═════ Data to process

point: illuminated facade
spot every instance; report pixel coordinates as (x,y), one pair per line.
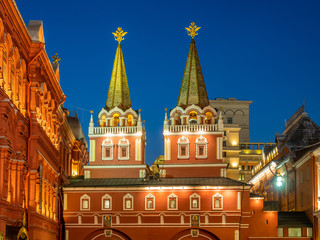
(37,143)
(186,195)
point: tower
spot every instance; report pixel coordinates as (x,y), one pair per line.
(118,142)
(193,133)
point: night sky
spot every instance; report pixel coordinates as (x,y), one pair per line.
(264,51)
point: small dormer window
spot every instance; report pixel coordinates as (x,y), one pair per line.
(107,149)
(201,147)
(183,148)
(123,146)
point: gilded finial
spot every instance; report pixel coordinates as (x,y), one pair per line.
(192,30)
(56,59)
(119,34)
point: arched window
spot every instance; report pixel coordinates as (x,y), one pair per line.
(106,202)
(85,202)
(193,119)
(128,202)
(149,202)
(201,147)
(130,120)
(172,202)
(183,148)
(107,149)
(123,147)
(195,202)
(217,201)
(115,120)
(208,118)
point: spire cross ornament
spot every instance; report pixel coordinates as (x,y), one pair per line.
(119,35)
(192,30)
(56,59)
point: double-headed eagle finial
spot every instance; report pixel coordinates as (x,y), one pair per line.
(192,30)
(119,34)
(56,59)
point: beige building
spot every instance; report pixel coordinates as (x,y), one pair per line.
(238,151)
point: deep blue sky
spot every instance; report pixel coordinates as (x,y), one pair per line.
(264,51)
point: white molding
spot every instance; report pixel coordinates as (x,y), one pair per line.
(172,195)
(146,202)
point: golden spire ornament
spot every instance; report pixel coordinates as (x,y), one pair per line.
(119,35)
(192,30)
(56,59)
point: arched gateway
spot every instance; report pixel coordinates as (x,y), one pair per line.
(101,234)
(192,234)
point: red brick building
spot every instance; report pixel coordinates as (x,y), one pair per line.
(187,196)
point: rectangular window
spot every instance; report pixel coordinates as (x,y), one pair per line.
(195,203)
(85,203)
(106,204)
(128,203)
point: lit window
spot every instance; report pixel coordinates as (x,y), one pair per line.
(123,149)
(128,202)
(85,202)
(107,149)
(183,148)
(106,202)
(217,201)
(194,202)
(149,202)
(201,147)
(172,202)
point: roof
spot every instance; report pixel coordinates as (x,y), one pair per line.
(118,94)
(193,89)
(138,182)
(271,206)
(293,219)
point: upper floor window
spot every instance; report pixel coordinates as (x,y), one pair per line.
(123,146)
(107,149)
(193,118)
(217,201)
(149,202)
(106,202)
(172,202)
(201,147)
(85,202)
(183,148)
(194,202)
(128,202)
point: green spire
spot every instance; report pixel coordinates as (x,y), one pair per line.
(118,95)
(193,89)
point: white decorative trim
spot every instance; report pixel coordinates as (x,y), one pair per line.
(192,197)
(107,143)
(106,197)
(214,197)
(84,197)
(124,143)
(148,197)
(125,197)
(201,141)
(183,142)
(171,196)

══════════

▸ Task brief: Reproduce the listing above verbatim, every line of it, but leave out the picture.

▸ The reply:
point: illuminated facade
spot every instance; report pixel coordinates as (x,y), one pair per line.
(37,143)
(186,195)
point: tower
spot every instance; report pixel coordinates as (x,y), one pair per line.
(118,142)
(193,133)
point: night sky
spot every instance; report pixel coordinates as (x,y), one pair per line.
(264,51)
point: small dormer window
spot every instance; report pixel coordinates as (x,y), one pair per line.
(107,149)
(201,147)
(183,148)
(123,146)
point: gilded finial
spot every instance; report pixel coordinates as (x,y), one pair per line.
(192,30)
(56,59)
(119,34)
point: arched window
spot every instance; report pixel coordinates as (x,y), one pair per line.
(106,202)
(85,202)
(193,119)
(128,202)
(149,202)
(201,147)
(130,120)
(172,202)
(183,148)
(107,149)
(123,147)
(195,202)
(217,201)
(115,120)
(208,118)
point: spire cross ornament
spot every instance; report pixel coordinates as (x,y), one pair per line.
(119,35)
(192,30)
(56,59)
point: double-headed eagle finial
spot every instance; report pixel coordinates as (x,y), one pair per line.
(192,30)
(119,34)
(56,59)
point: beige building
spot every instance; report pixel coordinates as (x,y), one pair per line.
(238,151)
point: deep blue sky
spot every instance; report pixel coordinates as (x,y), one pair per line.
(264,51)
point: white molding
spot every instance; report pixel coordinates as (x,y), one pair per line.
(172,195)
(146,202)
point: golden spire ornament
spot every instance; report pixel coordinates as (x,y), one pair per line.
(119,35)
(192,30)
(56,59)
point: arched gateway
spot every instance; report pixel coordinates as (x,y), one pair per line.
(101,234)
(192,234)
point: red brick building
spot every instance; report pixel coordinates as (x,y), one pair per line.
(187,196)
point: rectangular window
spot every instance; report pixel coordinates as (x,y), one pair per line.
(195,203)
(85,203)
(106,204)
(128,203)
point: lit window
spot every instance; report pixel coordinates as (x,y), one pair per line.
(123,149)
(128,202)
(85,202)
(107,149)
(183,148)
(106,202)
(217,201)
(194,202)
(149,202)
(201,147)
(172,202)
point: roof
spot every instance; report pixel coordinates as (x,y), one pair per line.
(118,94)
(193,89)
(138,182)
(271,206)
(293,219)
point: upper floor window
spot every instance; report pixel coordinates as (x,y), one pair per line.
(123,146)
(107,149)
(193,118)
(217,201)
(149,202)
(106,202)
(172,202)
(201,147)
(85,202)
(183,148)
(194,202)
(128,202)
point: green spire
spot every instance; report pixel coordinates as (x,y), one pair per line.
(118,95)
(193,89)
point: white decorative trim
spot every instance; report pixel coordinates as (x,y), one pair per line.
(192,197)
(107,143)
(106,197)
(214,197)
(84,197)
(124,143)
(148,197)
(125,197)
(201,141)
(183,142)
(171,196)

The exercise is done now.